TASK STATEMENT: A faithful copy of the entire listing is what is needed.

DATASET EXCERPTS:
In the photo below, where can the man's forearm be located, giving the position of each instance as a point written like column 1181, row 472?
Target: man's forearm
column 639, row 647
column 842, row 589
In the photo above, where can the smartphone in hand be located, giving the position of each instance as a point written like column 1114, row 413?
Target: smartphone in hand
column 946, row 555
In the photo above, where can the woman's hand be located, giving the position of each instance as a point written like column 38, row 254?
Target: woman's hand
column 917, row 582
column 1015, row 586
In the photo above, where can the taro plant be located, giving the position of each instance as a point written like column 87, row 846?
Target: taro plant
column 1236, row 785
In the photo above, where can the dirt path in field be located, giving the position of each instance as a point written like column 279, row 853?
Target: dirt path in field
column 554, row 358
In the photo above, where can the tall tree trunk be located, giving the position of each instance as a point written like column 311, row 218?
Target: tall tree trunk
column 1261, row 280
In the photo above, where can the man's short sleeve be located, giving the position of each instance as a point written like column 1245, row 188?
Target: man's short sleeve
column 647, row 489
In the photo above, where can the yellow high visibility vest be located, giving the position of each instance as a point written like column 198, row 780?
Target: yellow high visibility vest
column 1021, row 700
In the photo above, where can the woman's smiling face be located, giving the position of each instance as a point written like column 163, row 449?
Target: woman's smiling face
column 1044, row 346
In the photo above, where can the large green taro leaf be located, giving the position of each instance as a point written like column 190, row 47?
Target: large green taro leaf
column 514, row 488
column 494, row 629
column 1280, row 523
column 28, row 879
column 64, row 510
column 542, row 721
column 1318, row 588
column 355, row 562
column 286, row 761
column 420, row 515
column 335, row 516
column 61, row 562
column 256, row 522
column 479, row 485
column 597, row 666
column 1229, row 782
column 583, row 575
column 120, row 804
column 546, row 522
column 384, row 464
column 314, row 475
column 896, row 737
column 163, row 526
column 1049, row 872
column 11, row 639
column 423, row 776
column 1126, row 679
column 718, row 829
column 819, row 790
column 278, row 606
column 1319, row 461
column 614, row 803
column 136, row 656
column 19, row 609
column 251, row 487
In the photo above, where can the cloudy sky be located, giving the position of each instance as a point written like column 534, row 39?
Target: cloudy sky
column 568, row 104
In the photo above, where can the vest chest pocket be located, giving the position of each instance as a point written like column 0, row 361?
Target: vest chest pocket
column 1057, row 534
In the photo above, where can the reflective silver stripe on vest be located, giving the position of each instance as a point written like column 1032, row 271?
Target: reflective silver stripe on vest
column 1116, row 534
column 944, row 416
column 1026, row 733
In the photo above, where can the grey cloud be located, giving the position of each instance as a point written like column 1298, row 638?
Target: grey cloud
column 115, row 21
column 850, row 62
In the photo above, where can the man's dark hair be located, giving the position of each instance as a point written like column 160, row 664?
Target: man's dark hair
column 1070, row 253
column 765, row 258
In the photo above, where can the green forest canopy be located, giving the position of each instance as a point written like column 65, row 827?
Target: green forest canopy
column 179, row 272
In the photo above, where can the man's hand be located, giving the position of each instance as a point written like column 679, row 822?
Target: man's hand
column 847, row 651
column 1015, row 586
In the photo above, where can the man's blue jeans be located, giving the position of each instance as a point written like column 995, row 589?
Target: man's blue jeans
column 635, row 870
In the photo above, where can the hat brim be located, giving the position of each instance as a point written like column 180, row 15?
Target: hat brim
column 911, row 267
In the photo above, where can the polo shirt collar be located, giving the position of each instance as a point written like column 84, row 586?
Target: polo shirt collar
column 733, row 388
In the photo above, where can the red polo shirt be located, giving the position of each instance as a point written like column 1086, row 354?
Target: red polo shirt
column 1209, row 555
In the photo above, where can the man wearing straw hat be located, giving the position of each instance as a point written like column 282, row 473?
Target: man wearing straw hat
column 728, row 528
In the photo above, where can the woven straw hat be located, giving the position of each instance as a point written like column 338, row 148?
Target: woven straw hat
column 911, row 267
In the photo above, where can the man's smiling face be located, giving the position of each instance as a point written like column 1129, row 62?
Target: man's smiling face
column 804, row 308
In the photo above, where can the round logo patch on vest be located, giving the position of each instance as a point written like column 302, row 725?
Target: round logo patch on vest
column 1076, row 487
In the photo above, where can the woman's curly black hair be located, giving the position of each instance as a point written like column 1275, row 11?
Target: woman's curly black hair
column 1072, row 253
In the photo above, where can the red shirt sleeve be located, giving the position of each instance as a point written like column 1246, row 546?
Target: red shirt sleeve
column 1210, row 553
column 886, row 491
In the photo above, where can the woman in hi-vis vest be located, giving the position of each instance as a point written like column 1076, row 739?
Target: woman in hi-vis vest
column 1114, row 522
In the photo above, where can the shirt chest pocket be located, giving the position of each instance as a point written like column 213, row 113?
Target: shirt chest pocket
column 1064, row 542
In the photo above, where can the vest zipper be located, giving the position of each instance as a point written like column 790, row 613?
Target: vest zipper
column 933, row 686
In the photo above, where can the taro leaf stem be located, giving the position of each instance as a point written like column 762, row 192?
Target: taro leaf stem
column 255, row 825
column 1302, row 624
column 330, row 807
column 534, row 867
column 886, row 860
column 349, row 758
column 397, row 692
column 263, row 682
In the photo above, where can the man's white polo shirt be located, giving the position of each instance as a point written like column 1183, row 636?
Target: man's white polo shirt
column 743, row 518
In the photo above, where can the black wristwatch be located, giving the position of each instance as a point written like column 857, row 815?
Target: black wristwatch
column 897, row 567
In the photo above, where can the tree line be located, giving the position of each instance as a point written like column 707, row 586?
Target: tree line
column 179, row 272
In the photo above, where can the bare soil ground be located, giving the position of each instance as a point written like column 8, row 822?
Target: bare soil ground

SOLUTION TO THIS TASK:
In the photo below, where can the man's forearm be located, giving the position of each instance as a point written like column 1181, row 472?
Target: man's forearm
column 639, row 647
column 842, row 589
In the photo above, where can the smartphone in hand be located, giving the position of each instance as a point written like column 1114, row 413?
Target: smartphone in hand
column 946, row 555
In the photo above, where can the woman's hand be located, giving the position of each instance as a point written like column 38, row 254?
Target: woman's hand
column 917, row 582
column 1015, row 586
In the photo above, where can the taro plant be located, giving the position of each instance as a point written like column 87, row 846?
Target: taro plant
column 1236, row 785
In the photo above, where can the dirt path in field be located, giving the position of each instance as a point written like column 279, row 853?
Target: dirt path in field
column 554, row 358
In the photo above, where can the tall tree trunk be located, giving the position of each instance as a point written like column 311, row 218?
Target: tall tree trunk
column 1261, row 280
In the photo above, where can the man's short sleeve be located, giving the position of each instance as a point written like column 1245, row 188?
Target: man's short sleeve
column 647, row 489
In the photo above, where can the yellow high visibility vest be located, giving the position of each instance as a point written like column 198, row 780?
Target: yellow high visibility vest
column 1021, row 700
In the photo above, where can the woman's smiling face be located, giving the position of each instance as a point written like column 163, row 449?
Target: woman's smiling face
column 1044, row 346
In the photo above, where can the large green taro leaf be located, giving the position of each instance as a point written like column 190, row 47?
Target: large green taro leaf
column 514, row 488
column 494, row 629
column 1280, row 523
column 28, row 879
column 64, row 510
column 542, row 721
column 1318, row 588
column 355, row 562
column 286, row 761
column 420, row 515
column 335, row 516
column 61, row 562
column 256, row 522
column 479, row 485
column 597, row 666
column 1229, row 782
column 583, row 575
column 120, row 804
column 546, row 522
column 384, row 464
column 314, row 475
column 896, row 737
column 163, row 526
column 1049, row 872
column 11, row 639
column 423, row 776
column 1126, row 679
column 718, row 829
column 819, row 790
column 278, row 606
column 1319, row 461
column 614, row 803
column 136, row 656
column 19, row 609
column 251, row 487
In the photo above, where can the cloudy sky be located, giving the position of each instance as a point written like column 534, row 39?
Target: cloudy sky
column 568, row 104
In the photo above, where can the vest chest pocket be located, giving the position of each instance as a point written like column 0, row 361?
Target: vest chest pocket
column 1057, row 534
In the photo above, where can the reflective silver stripe on vest be located, giving the position of each instance as a point written like column 1032, row 271?
Target: reflective silver stripe on vest
column 1116, row 534
column 944, row 416
column 1026, row 733
In the photo above, where can the grey cloud be located, giving the position of each instance as a point written like column 1298, row 638?
Target: grey cloud
column 115, row 21
column 850, row 62
In the photo above, where can the man's dark hair be located, giving the position of each instance as a point written like column 160, row 664?
Target: man's dark hair
column 1070, row 253
column 765, row 258
In the photo above, where can the green forest canopy be located, giving the position of each instance as a point written like column 65, row 827?
Target: green forest canopy
column 179, row 272
In the photo above, where can the man's hand be located, giving the position of each instance as a point written like column 679, row 822?
Target: man's hand
column 847, row 651
column 1015, row 586
In the photo above, where can the man's blue jeans be located, giving the position of each instance as a point written like column 995, row 589?
Target: man's blue jeans
column 635, row 870
In the photo above, where can the hat brim be located, giving the position of each instance as a point written like column 180, row 15?
Target: hat brim
column 911, row 267
In the photo above, where can the polo shirt collar be located, giving the position of each instance as a point written like column 84, row 586?
Target: polo shirt collar
column 733, row 388
In the photo above, where can the red polo shirt be located, giving the position of each instance as a point written like column 1086, row 354?
Target: red polo shirt
column 1209, row 555
In the photo above, where can the man wearing straw hat be located, giving the position of each instance as a point written like column 282, row 473?
Target: man wearing straw hat
column 728, row 528
In the photo above, where can the woven straw hat be located, giving the position of each instance as a point written like column 338, row 148?
Target: woven straw hat
column 911, row 267
In the photo above, where can the man's smiling face be located, giving the position of each instance as a point written like column 1129, row 62?
Target: man's smiling face
column 804, row 308
In the photo above, where can the round logo patch on vest be located, giving the position of each instance as a point written like column 302, row 725?
Target: round logo patch on vest
column 1076, row 487
In the photo above, where can the woman's curly black hair be located, giving the position of each instance as a point written like column 1275, row 11?
Target: woman's curly black hair
column 1072, row 253
In the photo above, where can the red shirt sleeve be located, giving the position of each instance as a point written like column 1246, row 546?
Target: red shirt sleeve
column 1210, row 553
column 886, row 491
In the photo above, where can the woman in hi-vis vest be located, giving the position of each instance as a point written like column 1076, row 739?
Target: woman in hi-vis vest
column 1114, row 522
In the photo above, where can the shirt chest pocket be located, giving the position of each instance as a point written like column 213, row 113?
Target: shirt chest pocket
column 1064, row 542
In the photo above, where can the vest zipper be located, giving the position of each instance as a point written like column 790, row 613?
Target: vest zipper
column 933, row 686
In the photo above, where can the taro leaf stem be located, giving the position of each instance as a point written like column 762, row 192?
Target: taro leaf stem
column 255, row 825
column 1302, row 624
column 330, row 807
column 534, row 867
column 886, row 860
column 349, row 758
column 397, row 692
column 263, row 682
In the photo above, where can the man's white polo shirt be located, giving the position of each instance as a point written like column 1183, row 636?
Target: man's white polo shirt
column 743, row 518
In the photo above, where can the black wristwatch be located, giving the position of each instance as a point written like column 857, row 815?
Target: black wristwatch
column 897, row 567
In the photo above, where can the tree line be located, giving the position of each instance as a point written like column 707, row 586?
Target: tree line
column 179, row 272
In the photo above, where can the bare soil ground be located, giving the position of each instance as a point written like column 8, row 822?
Target: bare soil ground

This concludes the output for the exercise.